+++ Page text +++

Suze: She has a Roth 401
KT: K. Right
Suze: so she wants to know what are her options that she has
Suze: because she's leaving her current job
Suze: but she doesn't say her age.
KT: She's assuming that she's young but she and her husband combined make over 300.
Suze: Yeah but she's leaving her
Suze: right job so it
KT: can't she roll it over?
Suze: so what she can do everybody and this is important for all of you to know
Suze: Is that she can if she's leaving she has a Roth 401k.
Suze: She can roll that over into
Suze: a Roth IRA
Suze: At any discount brokerage firm she wants. Even though it doesn't matter KT how much money she's making,
Suze: doesn't matter. Her income income has nothing to do with converting an account or rolling over accounts. It only has to do with if you're going to contribute yearly to an Roth IRA,
Suze: that's it.
Suze: want all of you listening to this to get this right,
Suze: When you go from a Roth 401K.
Suze: To a Roth IRA. Even if you had the Roth 401K . For 15 years,
Suze: your time period does not transfer with you.
Suze: So you all want to have a Roth IRA, even if all of it has in, there is 50 bucks that you start right now
Suze: so that when you do end up retiring and you want to take money from a Roth 401K . And put it into a Roth ira by rolling it over.

+++

> [Short exercise a]:
Which lines of the rows below contain the string "separated"? Copy each of them, treating uppercase and lowercase as different.

+++ Data to use +++

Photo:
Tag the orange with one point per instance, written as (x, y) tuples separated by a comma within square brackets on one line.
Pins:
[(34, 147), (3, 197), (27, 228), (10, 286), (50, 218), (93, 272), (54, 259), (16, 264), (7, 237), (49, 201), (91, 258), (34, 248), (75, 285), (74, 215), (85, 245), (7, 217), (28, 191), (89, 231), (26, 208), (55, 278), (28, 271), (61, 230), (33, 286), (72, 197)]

+++
+++ Data to use +++

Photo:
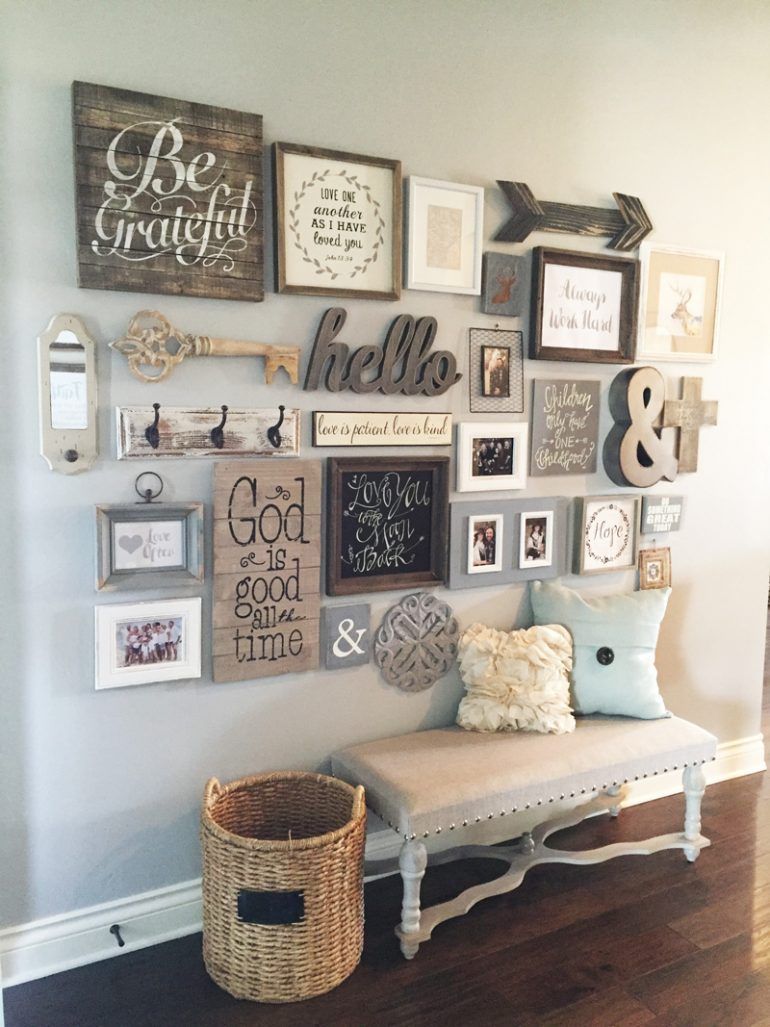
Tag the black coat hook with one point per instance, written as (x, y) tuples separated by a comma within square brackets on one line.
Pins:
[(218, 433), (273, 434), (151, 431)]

+++

> [Short exercise b]:
What does KT say in the conversation about the Roth 401k? Quote each of KT's lines in full.

> [Written reply a]:
Tag the orange with one point per instance, written as (x, y) tuples separated by a comma within square brackets on one line.
Tag the black coat hook with one point per instance, written as (x, y) tuples separated by a comma within square brackets on one line.

> [Written reply b]:
K. Right
She's assuming that she's young but she and her husband combined make over 300.
can't she roll it over?